Recopiez tel quel le passage de l'extrait sur l'art brut ci-dessous, de « Plus loin, le » à « de la Manufacture). », ces mots compris.

* Extrait source:
■ ■ ■ ■ ■ ■ ■

Plus loin, le spectateur reste en arrêt devant la persévérance d’Oreste Fernando Nannetti, qui a gravé avec la boucle de son gilet les soixante-dix mètres carrés de la cour de son institution psychiatrique. Les mots tracés dans la pierre révèlent un monde stupéfiant, entre rêve et réalité, traduits et utilisés par Gustavo Giacosa pour écrire son spectacle éponyme témoignant de la fulgurance créatrice de cet artiste hors norme (présenté le 2 février dernier à l’Amphithéâtre de la Manufacture).
On découvre également chez ces auteurs d’art brut un côté mystique qui nous sort de notre zone de confort et nous amène vers d’autres mondes. Inspiratrice du spectacle que Gustavo Giacosa est en train de créer actuellement, Melina Riccio sillonne le nord de l’Italie pour y délivrer des messages christiques sur les murs, messages qu’elle signe, contrairement à la majorité des auteur·ices d’art brut. Après avoir participé à de nombreuses collections de haute couture, cette artiste, ancienne couturière dans les années 80, a voulu monter sa propre maison. L’échec financier de cette entreprise a endommagé sa santé mentale. Se voyant désormais comme un messie anticapitaliste et foncièrement écologiste, elle produit ses œuvres essentiellement à partir de matériaux de récupération.

■ ■ ■ ■ ■ ■ ■

(Lignes d'un jeu de données)
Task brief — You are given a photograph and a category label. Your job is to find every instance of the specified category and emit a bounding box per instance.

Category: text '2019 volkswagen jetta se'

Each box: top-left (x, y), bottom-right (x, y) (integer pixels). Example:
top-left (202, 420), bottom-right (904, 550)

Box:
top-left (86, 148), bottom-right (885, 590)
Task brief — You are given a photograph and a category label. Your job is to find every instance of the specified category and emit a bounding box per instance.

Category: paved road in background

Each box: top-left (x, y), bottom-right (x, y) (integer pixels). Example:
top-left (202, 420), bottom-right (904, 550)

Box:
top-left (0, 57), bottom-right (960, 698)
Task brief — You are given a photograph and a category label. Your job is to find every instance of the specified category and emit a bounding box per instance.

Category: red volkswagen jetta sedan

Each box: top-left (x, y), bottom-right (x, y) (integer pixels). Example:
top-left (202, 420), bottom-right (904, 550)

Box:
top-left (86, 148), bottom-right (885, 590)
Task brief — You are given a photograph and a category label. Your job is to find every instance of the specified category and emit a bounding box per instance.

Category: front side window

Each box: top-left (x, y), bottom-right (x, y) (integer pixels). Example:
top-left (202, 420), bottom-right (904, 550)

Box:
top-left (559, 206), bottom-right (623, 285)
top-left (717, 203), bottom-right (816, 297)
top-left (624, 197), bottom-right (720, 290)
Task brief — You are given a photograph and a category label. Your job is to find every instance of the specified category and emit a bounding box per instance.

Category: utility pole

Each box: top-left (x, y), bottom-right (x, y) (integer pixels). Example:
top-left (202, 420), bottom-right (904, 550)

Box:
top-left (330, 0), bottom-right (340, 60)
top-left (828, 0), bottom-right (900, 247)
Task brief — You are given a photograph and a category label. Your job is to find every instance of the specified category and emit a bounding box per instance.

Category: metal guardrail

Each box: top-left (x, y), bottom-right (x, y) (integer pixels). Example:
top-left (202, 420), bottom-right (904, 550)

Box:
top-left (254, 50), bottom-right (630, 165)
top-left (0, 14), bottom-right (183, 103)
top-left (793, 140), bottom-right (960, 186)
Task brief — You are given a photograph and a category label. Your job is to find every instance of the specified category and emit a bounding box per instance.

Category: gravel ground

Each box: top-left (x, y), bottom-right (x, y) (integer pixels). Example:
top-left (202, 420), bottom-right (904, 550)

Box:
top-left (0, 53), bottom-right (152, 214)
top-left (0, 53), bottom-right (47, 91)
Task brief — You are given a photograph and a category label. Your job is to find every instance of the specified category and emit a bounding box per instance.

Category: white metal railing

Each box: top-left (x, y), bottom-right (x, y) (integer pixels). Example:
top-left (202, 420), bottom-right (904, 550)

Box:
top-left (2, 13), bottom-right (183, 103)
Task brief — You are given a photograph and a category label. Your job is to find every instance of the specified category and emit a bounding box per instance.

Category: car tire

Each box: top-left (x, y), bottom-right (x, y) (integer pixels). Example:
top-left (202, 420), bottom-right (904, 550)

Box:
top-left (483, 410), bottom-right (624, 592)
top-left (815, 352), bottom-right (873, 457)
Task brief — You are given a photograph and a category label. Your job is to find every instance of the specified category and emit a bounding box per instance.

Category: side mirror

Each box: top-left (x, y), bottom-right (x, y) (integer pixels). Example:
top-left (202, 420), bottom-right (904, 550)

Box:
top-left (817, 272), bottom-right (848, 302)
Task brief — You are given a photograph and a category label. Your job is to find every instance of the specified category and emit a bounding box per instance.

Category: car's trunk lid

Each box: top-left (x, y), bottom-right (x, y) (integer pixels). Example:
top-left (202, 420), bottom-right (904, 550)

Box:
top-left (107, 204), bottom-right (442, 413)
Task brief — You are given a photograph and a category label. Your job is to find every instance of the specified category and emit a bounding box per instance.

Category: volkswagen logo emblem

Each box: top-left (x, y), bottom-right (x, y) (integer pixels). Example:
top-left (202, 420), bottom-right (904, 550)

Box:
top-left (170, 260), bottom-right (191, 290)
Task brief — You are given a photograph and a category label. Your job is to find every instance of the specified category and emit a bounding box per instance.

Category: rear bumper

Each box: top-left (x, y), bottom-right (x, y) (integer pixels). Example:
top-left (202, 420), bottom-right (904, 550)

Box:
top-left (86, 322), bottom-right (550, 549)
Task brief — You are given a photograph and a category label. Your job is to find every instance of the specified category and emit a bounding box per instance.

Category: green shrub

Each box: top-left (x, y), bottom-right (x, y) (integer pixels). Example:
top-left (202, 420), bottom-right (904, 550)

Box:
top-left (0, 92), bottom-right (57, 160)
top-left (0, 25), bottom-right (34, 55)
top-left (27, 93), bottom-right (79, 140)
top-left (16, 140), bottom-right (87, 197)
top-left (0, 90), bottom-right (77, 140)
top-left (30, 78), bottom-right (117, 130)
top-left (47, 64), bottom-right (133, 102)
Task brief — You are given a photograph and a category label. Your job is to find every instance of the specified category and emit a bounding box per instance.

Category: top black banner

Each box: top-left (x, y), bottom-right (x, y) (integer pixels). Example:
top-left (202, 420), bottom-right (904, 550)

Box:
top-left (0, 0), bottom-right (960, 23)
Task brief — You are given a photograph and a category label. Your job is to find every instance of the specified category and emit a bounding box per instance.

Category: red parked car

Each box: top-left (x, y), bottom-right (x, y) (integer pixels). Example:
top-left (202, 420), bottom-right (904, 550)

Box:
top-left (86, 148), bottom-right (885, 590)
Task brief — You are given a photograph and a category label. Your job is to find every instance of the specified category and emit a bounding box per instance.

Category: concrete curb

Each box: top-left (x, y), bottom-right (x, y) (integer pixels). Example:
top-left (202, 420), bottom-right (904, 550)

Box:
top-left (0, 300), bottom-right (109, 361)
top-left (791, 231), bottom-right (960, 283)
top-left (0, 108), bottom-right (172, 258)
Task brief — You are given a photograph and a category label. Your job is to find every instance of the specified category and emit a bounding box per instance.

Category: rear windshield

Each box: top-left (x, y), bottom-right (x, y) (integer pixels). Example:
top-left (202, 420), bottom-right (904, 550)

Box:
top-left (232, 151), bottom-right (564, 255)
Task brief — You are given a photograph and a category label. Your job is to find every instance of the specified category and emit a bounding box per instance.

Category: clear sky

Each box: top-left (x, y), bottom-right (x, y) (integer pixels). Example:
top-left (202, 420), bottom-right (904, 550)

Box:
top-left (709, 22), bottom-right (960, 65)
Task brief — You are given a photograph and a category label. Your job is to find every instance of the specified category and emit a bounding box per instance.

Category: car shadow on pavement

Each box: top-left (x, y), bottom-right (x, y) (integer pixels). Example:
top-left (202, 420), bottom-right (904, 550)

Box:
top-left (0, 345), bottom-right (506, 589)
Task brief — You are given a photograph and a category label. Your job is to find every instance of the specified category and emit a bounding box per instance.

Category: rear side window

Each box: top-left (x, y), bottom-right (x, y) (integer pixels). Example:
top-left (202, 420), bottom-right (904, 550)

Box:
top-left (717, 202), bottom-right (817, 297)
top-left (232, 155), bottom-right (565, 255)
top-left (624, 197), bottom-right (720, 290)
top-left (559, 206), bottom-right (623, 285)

■ ■ ■ ■ ■ ■ ■

* Résultat:
Plus loin, le spectateur reste en arrêt devant la persévérance d’Oreste Fernando Nannetti, qui a gravé avec la boucle de son gilet les soixante-dix mètres carrés de la cour de son institution psychiatrique. Les mots tracés dans la pierre révèlent un monde stupéfiant, entre rêve et réalité, traduits et utilisés par Gustavo Giacosa pour écrire son spectacle éponyme témoignant de la fulgurance créatrice de cet artiste hors norme (présenté le 2 février dernier à l’Amphithéâtre de la Manufacture).